Fig. 3: Strategies for reducing background signals to achieve higher contrast.

As an alternative way to enhance the S/N or S/B ratio, the CRISPR–dCas9 system uses various approaches to reduce background fluorescence. a A multitargeting gRNA was designed to deplete background fluorescence from freely diffusing dCas9–EGFP molecules. This gRNA has over 300,000 potential binding sites across the genome, ensuring that most dCas9–EGFP molecules are stably bound to DNA rather than diffusing, enabling the detection of single dCas9–EGFP molecules. b A split GFP strategy was implemented using an engineered dCas9–SunTag and sgRNA–MS2 system. GFP fragments (GFP1–9, scFv–GFP10 and MCP–GFP11) assemble into a functional fluorescent GFP only when the RNP complex binds to the target DNA. Diffusing fragments remain nonfluorescent, effectively reducing background fluorescence. c A MB approach was introduced, utilizing an sgRNA engineered to incorporate a MTS. The MB, colabeled with a fluorophore and a quencher, remains quenched when unbound due to the close proximity of the fluorophore and quencher, effectively minimizing background signals. d A LEXY was combined with the dCas9–SunTag imaging system and scFv–sfGFP fusion proteins. Upon CRISPR complex binding to the target region, LEXY is activated during imaging to export unbound scFv–sfGFP molecules out of the nucleus, reducing background fluorescence. e A protein destabilizing motif (tDeg) was fused to the FP, which is stabilized only when bound to a specific RNA aptamer, Pepper. Unbound FP–tDeg molecules are rapidly degraded via the tDeg-mediated signaling pathway, leading to a drastic reduction in background fluorescence.

> _Supplied information_:
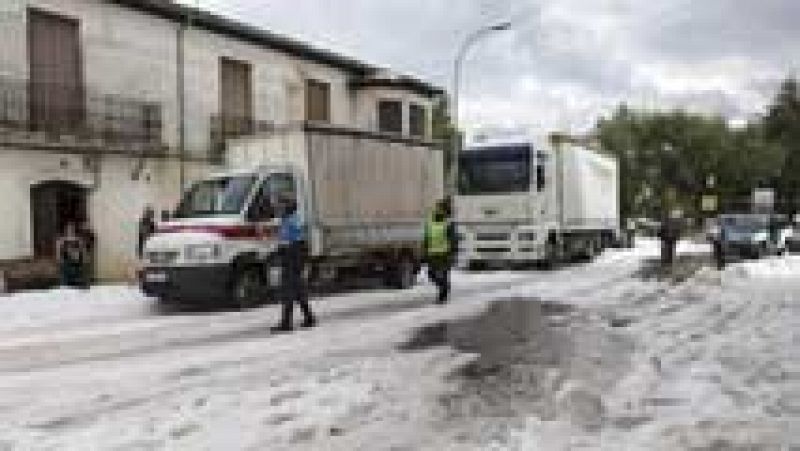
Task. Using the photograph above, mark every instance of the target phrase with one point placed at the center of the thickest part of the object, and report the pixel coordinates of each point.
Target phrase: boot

> _What to work on_:
Answer these questions from the figure caption on reducing background fluorescence:
1. How many potential genomic binding sites does the multitargeting gRNA have?
2. Which three GFP fragments does the split GFP strategy use?
3. What is the name of the RNA aptamer that stabilizes the FP–tDeg fusion?

> _Answer_:
1. Over 300,000.
2. GFP1–9, scFv–GFP10 and MCP–GFP11.
3. Pepper.